(Location annotation dataset excerpts)
____________

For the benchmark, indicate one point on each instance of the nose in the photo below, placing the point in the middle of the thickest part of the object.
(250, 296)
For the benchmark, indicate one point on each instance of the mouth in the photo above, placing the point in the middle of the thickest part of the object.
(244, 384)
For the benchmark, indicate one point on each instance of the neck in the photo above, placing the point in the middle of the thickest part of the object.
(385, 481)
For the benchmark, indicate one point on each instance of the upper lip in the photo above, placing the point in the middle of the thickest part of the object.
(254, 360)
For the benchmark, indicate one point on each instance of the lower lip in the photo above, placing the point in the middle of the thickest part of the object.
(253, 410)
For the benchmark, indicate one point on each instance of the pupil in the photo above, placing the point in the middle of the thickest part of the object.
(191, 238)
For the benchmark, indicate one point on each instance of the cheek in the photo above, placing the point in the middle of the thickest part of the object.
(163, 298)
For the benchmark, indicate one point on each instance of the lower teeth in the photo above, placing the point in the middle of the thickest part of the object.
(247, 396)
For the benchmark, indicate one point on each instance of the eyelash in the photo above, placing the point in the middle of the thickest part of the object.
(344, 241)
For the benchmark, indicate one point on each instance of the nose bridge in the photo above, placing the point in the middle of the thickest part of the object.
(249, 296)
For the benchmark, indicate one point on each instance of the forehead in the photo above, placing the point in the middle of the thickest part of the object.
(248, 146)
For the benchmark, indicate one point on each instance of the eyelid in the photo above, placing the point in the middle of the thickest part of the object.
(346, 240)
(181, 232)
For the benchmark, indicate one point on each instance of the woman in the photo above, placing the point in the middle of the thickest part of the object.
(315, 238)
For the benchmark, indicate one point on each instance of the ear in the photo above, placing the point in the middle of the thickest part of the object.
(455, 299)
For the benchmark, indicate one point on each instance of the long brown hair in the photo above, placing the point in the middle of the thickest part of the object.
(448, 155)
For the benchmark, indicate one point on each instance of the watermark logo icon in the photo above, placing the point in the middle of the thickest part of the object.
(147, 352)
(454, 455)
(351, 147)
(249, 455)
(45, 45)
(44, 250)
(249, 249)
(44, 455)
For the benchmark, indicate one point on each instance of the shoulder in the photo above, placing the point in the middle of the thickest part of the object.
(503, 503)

____________

Exercise description -> Write out all of the records again, swapping "thickest part" for "widest part" and changing nothing else.

Output below ->
For the benchmark, indicate one point on each instance of the nose in the photo below, placing the point in the middle of the widest part of the object.
(250, 296)
For the benchmark, indicate one point on each instance of the mouth in the photo above, placing the point in the middle of the widest part of the object.
(244, 384)
For the benchmark, indicate one point on each instance of the neck in the photo above, placing the point in the middle of the widest part of the object.
(385, 481)
For the benchmark, indicate one point on each instance of the upper lip in the photo above, placing the point in the middle of the widest part of the object.
(254, 360)
For the benchmark, indicate one point on each instance of the lower lip in the photo above, placing the point in the middle of the widest part of the object.
(253, 410)
For the benchmark, indicate one point on each instance of the pupil in the photo above, placing the point in the middle of the widest part of the object.
(191, 238)
For the benchmark, indicate one point on each instance of the cheek in the photo above, placing the point in the middle of the widest part of the object.
(163, 298)
For the benchmark, indicate one point on each instance of the lower teeth in the photo above, placing the point in the middle of the widest part of the object.
(247, 396)
For the benchmark, indicate one point on each instance of the eyelash in the photo above, placing the point in the middle of the widest part of the object.
(344, 241)
For the benchmark, indicate one point on each instance of the nose bridge in the photo above, placing the point in the middle of the widest part of the object.
(249, 296)
For the benchmark, indicate one point on each instance of the forehead in the photo above, placing the point in the middle of the widest part of the object.
(248, 146)
For the benchmark, indicate one point on each instance of the eyelid in the photo above, placing the point in the middle of the widest part of the object.
(346, 240)
(181, 232)
For the benchmark, indicate one point on each instance of the woman in the photo above, placing the point in the middle of the widest part of the object.
(315, 238)
For the benchmark, indicate one point on each instance of the ear in the photo above, placing the point in the middle of the widest part of the object.
(455, 299)
For the benchmark, indicate one point on each instance of the long brown hair in the photo above, placing the point in the middle of the widest part of the object.
(448, 155)
For the benchmark, indicate one point on each instance of the watermark logo icon in the photo above, placing the point in the middle of the widest part of the object.
(147, 352)
(454, 455)
(351, 147)
(249, 455)
(45, 45)
(44, 250)
(249, 249)
(44, 455)
For the benchmark, indicate one point on each instance of the shoulder in the photo above, placing the point in the middle of the widest part of the object.
(503, 503)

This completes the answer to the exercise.